Claro que o caminho inverso também existe — a Spirit une várias tecnologias que já estão em uso ou em testes. Um exemplo é o próprio espectrômetro de Mössbauer. Outro é o uso de um software para analisar imagens, captadas por câmeras no robô, e a partir delas determinar aonde ir (ou não). “As aplicações na indústria automobilística e mesmo em cirurgia a distância são similares”, aponta Paulo. O altímetro por radar também pode ser usado um dia para evitar acidentes, por exemplo. Outra inovação da Spirit, que pode vir a se tornar um produto um dia, é o uso de duas câmeras juntas, com filtros coloridos, para fazer imagens tridimensionais.

 

As tecnologias da Spirit

Zylon
As cordas do pára-quedas do Spirit são de zylon, um material usado para cordas de navios. É um material sintético de propriedades parecidas com o já conhecido kevlar, de alta resistência, com fibras finas trançadas.

Vectran
É o tecido dos airbags que amorteceram o pouso nada delicado da Spirit em Marte. Ainda que flexível, o vectran é duas vezes mais resistente que o kevlar, tem boa resistência a temperaturas baixas e é composto de fibras sintéticas entrelaçadas.

Tinta de ouro
Usada no exterior do robô, a tinta dourada tem a função de ser isoladora de calor — o que acontece por ela ser extremamente reflexiva. É o mesmo princípio usado nas garrafas térmicas.

+===+

TAREFAS:
• 1. No trecho sobre as tecnologias da Spirit, liste os subtítulos que aparecem logo abaixo de "As tecnologias da Spirit".
• 2. Filtre a listagem e copie cada linha em que apareça a palavra "tower".
A listagem não tem nenhuma relação com o trecho.

Linhas do conjunto de dados sobre onde aparecem objetos:
+===+

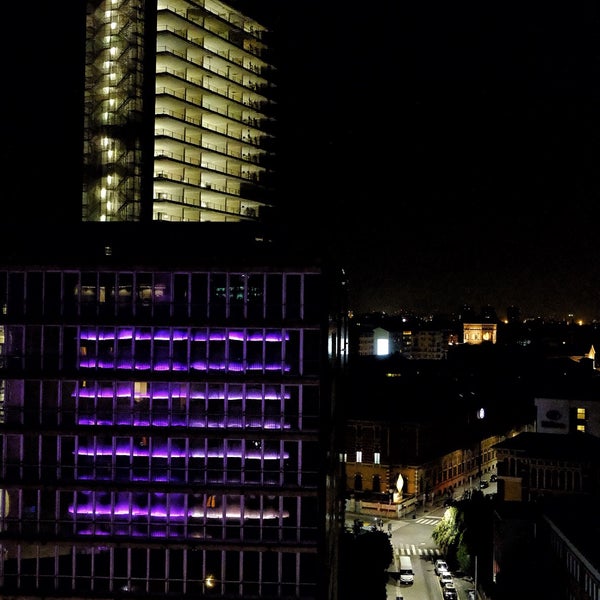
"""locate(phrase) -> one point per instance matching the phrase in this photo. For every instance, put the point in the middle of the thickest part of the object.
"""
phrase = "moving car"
(440, 566)
(407, 575)
(449, 592)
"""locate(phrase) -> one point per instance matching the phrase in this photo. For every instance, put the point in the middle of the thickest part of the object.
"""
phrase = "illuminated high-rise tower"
(179, 112)
(167, 423)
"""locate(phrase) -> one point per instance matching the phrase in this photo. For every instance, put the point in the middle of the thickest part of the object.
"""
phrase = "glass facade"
(160, 432)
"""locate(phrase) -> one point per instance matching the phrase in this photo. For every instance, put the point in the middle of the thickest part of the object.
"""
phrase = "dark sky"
(460, 148)
(449, 150)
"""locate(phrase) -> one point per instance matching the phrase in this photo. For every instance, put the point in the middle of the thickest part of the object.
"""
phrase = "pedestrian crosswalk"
(412, 550)
(428, 520)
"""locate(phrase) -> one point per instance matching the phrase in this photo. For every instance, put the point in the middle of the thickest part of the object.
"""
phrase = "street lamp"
(480, 416)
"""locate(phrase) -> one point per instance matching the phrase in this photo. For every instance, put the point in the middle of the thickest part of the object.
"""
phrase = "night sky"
(449, 151)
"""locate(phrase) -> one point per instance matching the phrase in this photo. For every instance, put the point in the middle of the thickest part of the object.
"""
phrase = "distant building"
(479, 333)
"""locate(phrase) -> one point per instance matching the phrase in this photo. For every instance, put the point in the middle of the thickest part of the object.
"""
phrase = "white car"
(440, 566)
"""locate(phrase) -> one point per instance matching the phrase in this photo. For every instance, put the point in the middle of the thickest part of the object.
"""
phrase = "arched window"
(358, 482)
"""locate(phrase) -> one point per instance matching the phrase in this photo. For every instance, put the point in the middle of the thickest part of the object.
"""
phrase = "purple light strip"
(164, 452)
(162, 391)
(129, 364)
(205, 423)
(183, 335)
(126, 510)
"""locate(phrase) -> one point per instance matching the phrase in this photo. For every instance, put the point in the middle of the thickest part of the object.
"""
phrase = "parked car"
(440, 566)
(449, 592)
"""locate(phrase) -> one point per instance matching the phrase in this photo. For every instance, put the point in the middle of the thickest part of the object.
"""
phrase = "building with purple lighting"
(166, 418)
(168, 365)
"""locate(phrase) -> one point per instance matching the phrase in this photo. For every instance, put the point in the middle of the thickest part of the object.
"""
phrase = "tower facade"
(179, 112)
(166, 421)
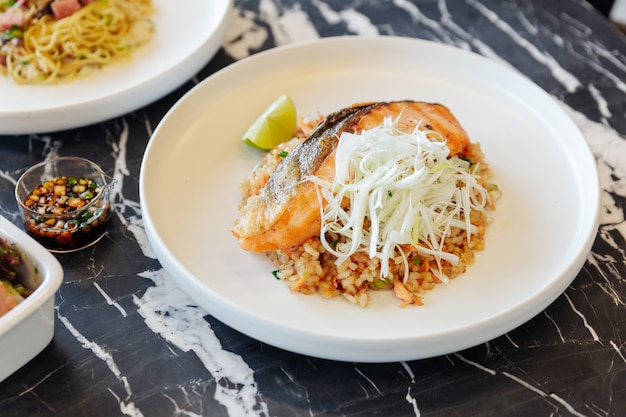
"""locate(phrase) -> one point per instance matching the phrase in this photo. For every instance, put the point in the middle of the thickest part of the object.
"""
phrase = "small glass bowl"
(79, 226)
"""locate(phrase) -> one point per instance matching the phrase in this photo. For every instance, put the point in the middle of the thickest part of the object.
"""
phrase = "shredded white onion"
(406, 188)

+===+

RESPOSTAS POR TAREFA:
• 1.
Zylon
Vectran
Tinta de ouro

• 2.
phrase = "illuminated high-rise tower"
phrase = "tower facade"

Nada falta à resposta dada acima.